- **ACTIVITIES**:
• 1. In the text on electrolytes, which minerals are named as examples of electrolytes?
• 2. Continue the text about electrolyte imbalance from the point where it ends.

- **DOCUMENT TEXT**:

__________

Electrolyte levels are not something a lot of us pay attention to. In fact, not many of us even know what electrolytes are.
Simply put, electrolytes are minerals commonly found in the body, like potassium, magnesium and sodium. They are also found in many of the foods we eat and the fluids we drink.
They’re easy to gain, but they are also easy to lose. What’s worse is that you can develop an electrolyte imbalance, leading to a range of problems.
Electrolytes serve key functions in the human body, such as aiding in nerve and muscle function. The more electrolytes we have and the better they’re balanced, the healthier we are.
We all lose a good bit of electrolytes during warmer months through sweat, and everyone working out is sure to lose a lot of electrolytes. And there are many other ways in which an imbalance can occur.
Certain foods you eat can attribute to an electrolyte imbalance, but it’s rare that your diet alone would be the culprit for such a disorder. However, it is not impossible, and diets consisting of little nutritional value, such as diets high in junk/processed foods, can limit your intake of essential minerals and attribute to an overall imbalance in your system.
Exercise is another factor that, while causing you to lose a lot of electrolytes, will not usually be the primary culprit in an imbalance. However, like with the dieting choices, it is not impossible, especially—“only” may be a more correct way to look at it—if you’re not replenishing electrolytes in their proper amount after exercising.
Some of the more common causes of an electrolyte imbalance include:
- Bad burns
- Starvation acidosis
- Renal tubular acidosis
- Alcoholic ketoacidosis
- Diabetic ketoacidosis
- Pancreatic fistula
- Chronic diarrhea
- Heart arrhythmia
There are many different symptoms that can come from this form of imbalance.

__________

- **PROVIDED INFORMATION**:
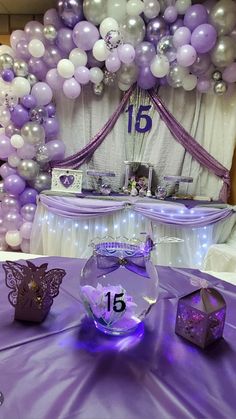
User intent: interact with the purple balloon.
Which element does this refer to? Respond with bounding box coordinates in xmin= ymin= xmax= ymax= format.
xmin=11 ymin=105 xmax=29 ymax=128
xmin=63 ymin=77 xmax=81 ymax=100
xmin=75 ymin=66 xmax=90 ymax=84
xmin=43 ymin=118 xmax=59 ymax=140
xmin=190 ymin=54 xmax=211 ymax=76
xmin=46 ymin=68 xmax=65 ymax=90
xmin=146 ymin=17 xmax=169 ymax=45
xmin=58 ymin=0 xmax=84 ymax=28
xmin=1 ymin=69 xmax=15 ymax=83
xmin=184 ymin=4 xmax=208 ymax=31
xmin=29 ymin=57 xmax=48 ymax=81
xmin=43 ymin=45 xmax=63 ymax=68
xmin=73 ymin=20 xmax=100 ymax=51
xmin=45 ymin=103 xmax=56 ymax=118
xmin=4 ymin=175 xmax=26 ymax=195
xmin=0 ymin=163 xmax=16 ymax=179
xmin=17 ymin=144 xmax=36 ymax=160
xmin=19 ymin=188 xmax=38 ymax=205
xmin=170 ymin=17 xmax=184 ymax=35
xmin=222 ymin=63 xmax=236 ymax=83
xmin=106 ymin=50 xmax=121 ymax=73
xmin=135 ymin=42 xmax=156 ymax=67
xmin=43 ymin=9 xmax=63 ymax=29
xmin=16 ymin=39 xmax=31 ymax=61
xmin=20 ymin=95 xmax=37 ymax=109
xmin=191 ymin=23 xmax=217 ymax=54
xmin=56 ymin=28 xmax=75 ymax=53
xmin=46 ymin=140 xmax=66 ymax=161
xmin=137 ymin=66 xmax=157 ymax=90
xmin=197 ymin=78 xmax=211 ymax=93
xmin=0 ymin=134 xmax=15 ymax=159
xmin=20 ymin=204 xmax=37 ymax=222
xmin=176 ymin=45 xmax=197 ymax=67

__________

- **ANSWERS BY TASK**:
• 1. Potassium, magnesium and sodium.

• 2.
Here are some examples of the most common:
- Extreme fatigue: feeling tired all day, even after receiving ample sleep and even after eating meals; a weak feeling as if you can’t make it through ordinary tasks.
- Bloating: a feeling of weight gain around the belly area, sometimes visibly noticeable.
- Dizziness/headaches: sudden and recurring headaches, moderate to severe, seeming to persist even after medication; sudden and recurring lightheadedness upon standing or sometimes out of the blue while seated.
- Focusing problems: trouble focusing on any single task; confusion created and the proverbial “lost” feeling.
- Memory problems: short-term memory gaps – i.e. going to the kitchen and then forgetting what you’re there for.
- Irritability: a feeling of bubbling anger; not being able to handle minor annoyances or even everyday occurrences without becoming tetchy.
- Constipation/indigestion: chronic bouts of either or both constipation and indigestion.
- Muscle twitching: excessive muscle twitches even while at complete rest.
- High blood pressure/heartbeat irregularities
Depending on the type of diet you are already on, fresh fruits might be prohibited. But if you’re suffering an electrolyte imbalance, it’s essential that you eat plenty of fresh fruits and veggies – just live with the carbs in this case.
All fruits, especially water-laded fruits like watermelon and pineapple, carry a lot of electrolytes. Eating fresh fruits and veggies will help to replenish these minerals and keep them balanced in your body.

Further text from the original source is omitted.